From the data below, copy out the lines from the one containing "Could you point to the shoreline" up to and including the final line of the data. Reproduce each line without any change.

────────────────

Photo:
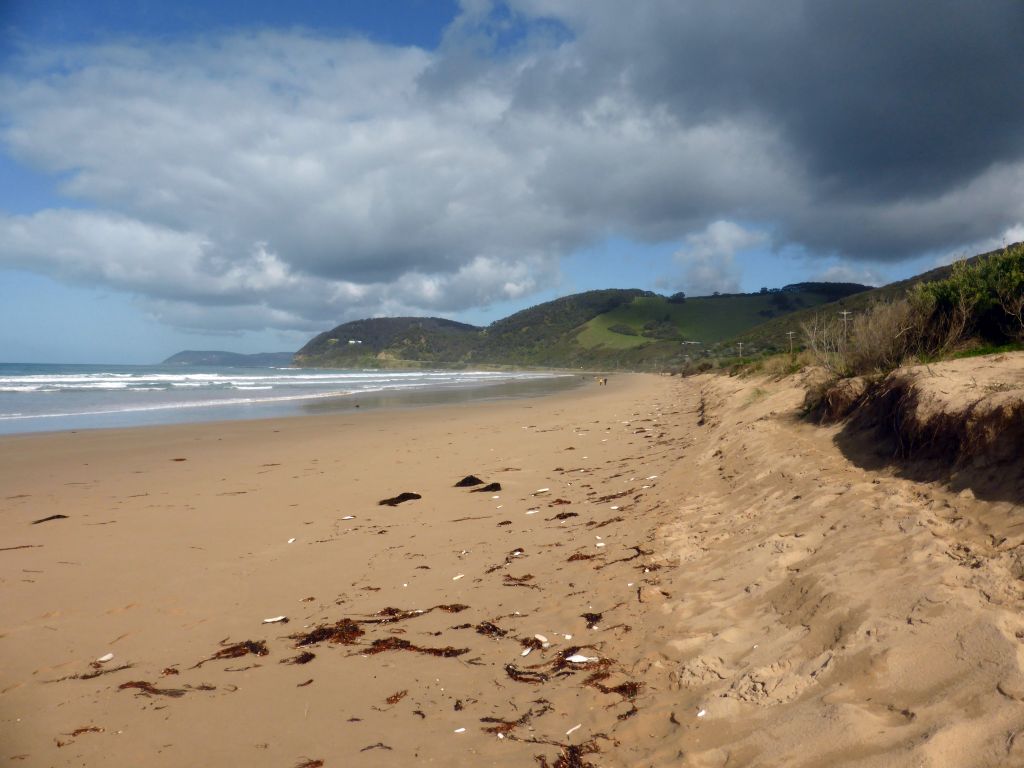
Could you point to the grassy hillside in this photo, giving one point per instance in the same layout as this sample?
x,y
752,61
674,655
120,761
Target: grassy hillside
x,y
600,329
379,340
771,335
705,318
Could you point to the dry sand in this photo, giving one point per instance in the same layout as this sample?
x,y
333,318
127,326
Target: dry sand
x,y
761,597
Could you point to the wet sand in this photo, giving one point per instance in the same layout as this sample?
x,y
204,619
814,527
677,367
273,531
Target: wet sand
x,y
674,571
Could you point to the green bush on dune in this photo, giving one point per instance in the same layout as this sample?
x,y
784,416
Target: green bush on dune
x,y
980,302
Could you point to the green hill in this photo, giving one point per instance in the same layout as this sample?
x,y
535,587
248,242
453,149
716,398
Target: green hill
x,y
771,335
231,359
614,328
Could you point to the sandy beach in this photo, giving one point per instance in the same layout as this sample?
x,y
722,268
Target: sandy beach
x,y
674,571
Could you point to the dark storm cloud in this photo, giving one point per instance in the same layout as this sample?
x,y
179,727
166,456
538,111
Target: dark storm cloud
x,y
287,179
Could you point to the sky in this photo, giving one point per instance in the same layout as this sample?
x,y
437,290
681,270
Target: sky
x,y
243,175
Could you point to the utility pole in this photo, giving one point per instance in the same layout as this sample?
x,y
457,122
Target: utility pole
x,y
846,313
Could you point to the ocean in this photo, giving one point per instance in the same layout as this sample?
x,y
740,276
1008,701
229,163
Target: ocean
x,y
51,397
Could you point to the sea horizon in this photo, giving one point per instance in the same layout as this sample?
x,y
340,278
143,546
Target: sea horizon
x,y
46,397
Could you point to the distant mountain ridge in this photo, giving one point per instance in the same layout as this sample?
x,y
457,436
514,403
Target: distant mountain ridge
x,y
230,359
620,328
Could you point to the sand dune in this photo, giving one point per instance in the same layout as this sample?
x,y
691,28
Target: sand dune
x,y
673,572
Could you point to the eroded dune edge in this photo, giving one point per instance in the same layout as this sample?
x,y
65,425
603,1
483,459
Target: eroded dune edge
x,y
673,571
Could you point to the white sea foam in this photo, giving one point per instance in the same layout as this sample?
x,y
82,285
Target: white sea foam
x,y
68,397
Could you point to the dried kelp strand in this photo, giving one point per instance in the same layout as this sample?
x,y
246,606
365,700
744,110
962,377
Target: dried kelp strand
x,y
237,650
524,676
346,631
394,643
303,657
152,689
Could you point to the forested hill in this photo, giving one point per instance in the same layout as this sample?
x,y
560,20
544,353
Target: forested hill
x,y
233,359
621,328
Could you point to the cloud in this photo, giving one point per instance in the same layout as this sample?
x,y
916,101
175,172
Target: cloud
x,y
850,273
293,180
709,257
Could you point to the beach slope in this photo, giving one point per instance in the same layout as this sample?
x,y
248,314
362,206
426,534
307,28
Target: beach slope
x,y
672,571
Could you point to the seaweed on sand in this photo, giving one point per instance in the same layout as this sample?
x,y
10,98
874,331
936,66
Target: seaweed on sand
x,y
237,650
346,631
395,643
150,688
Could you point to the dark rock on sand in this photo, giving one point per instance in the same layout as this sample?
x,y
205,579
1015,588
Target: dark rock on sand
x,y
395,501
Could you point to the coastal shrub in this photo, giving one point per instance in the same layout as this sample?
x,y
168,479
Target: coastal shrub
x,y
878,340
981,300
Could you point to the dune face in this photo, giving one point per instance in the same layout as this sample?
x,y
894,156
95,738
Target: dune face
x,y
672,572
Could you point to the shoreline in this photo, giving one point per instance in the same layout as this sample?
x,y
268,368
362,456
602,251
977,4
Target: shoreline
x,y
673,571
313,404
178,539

────────────────

Completed task:
Could you point to the shoreline in this photo, giving one point per instance in the same layout as this sample?
x,y
268,368
362,456
602,251
977,4
Target: shoreline
x,y
673,571
313,404
178,539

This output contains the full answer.